> **EXCERPTED TEXT**
Begin
After the ballots in a RCV election have been counted, if a candidate has received a majority of votes, then he or she wins. However, if no one gets a majority of first-choice votes, the candidate with the fewest first-choice ballots is removed, and that candidate’s ballots are counted for their second-choice candidates.
This process is then repeated — with more opportunities for mistakes or worse — until eventually a candidate receives a majority of the votes.
No wonder leaders on both sides of the political spectrum have raised concerns about RCV. According to Alaska Republican Sen. Dan Sullivan, “People are starting to look nationally and say RCV ‘could be the answer.’ I think they need to be cautious about that. It’s very confusing.”
He continued, “Ninety-five percent of the people talking to me about our new ranked-choice voting system were saying how utterly confusing it was.” Senior NAACP official Hazel Dukes also castigated RCV, “It is voter suppression … I hope that the courts see that ranked choice voting is not right for democracy.”
Despite these concerns, 11 states already use RCV in some capacity for local elections and its spreading. The critical battleground state of Georgia may consider a RCV system in the future.
Hawaii and Nevada have moved RCV measures for use in future elections. In Utah, 23 cities and towns opted into a pilot program to use RCV for local elections.
End
> **SHORT EXERCISE 1**
From the passage on ranked-choice voting, extract the part starting with "Despite these concerns, 11" and going on through "for local elections.".
> **SHORT EXERCISE 2**
Answer these questions using the passage on ranked-choice voting:
(a) If no one gets a majority of first-choice votes, which candidate is removed?
(b) How many states already use ranked-choice voting in some capacity for local elections?
(c) How many cities and towns in Utah opted into the pilot program?

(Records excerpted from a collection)
Begin
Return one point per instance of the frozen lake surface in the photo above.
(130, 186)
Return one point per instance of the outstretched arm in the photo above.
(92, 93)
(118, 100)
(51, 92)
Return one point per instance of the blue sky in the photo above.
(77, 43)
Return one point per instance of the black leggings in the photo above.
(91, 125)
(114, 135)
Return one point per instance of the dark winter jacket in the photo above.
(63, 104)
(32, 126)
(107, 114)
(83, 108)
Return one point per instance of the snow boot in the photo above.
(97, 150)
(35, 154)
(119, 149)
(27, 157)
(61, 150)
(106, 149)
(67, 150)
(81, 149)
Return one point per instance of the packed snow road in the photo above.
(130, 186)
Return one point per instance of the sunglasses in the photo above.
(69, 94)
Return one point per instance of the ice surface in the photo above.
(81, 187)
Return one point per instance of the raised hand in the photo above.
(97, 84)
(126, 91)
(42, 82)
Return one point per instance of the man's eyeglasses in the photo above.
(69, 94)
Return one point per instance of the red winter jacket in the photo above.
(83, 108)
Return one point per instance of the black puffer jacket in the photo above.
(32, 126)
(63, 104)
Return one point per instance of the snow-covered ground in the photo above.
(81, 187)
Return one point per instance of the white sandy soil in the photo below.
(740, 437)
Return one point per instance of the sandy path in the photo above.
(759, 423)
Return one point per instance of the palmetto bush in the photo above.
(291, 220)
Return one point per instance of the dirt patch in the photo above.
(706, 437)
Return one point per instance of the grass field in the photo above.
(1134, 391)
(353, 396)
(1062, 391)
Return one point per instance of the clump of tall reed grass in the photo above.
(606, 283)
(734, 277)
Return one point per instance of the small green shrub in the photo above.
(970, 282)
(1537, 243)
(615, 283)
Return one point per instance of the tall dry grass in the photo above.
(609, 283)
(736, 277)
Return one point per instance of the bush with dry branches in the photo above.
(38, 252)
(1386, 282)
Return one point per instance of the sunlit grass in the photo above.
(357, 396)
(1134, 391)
End
> **RIGHT ANSWER 1**
Despite these concerns, 11 states already use RCV in some capacity for local elections and its spreading. The critical battleground state of Georgia may consider a RCV system in the future.
Hawaii and Nevada have moved RCV measures for use in future elections. In Utah, 23 cities and towns opted into a pilot program to use RCV for local elections.

> **RIGHT ANSWER 2**
(a) The candidate with the fewest first-choice ballots.
(b) 11.
(c) 23.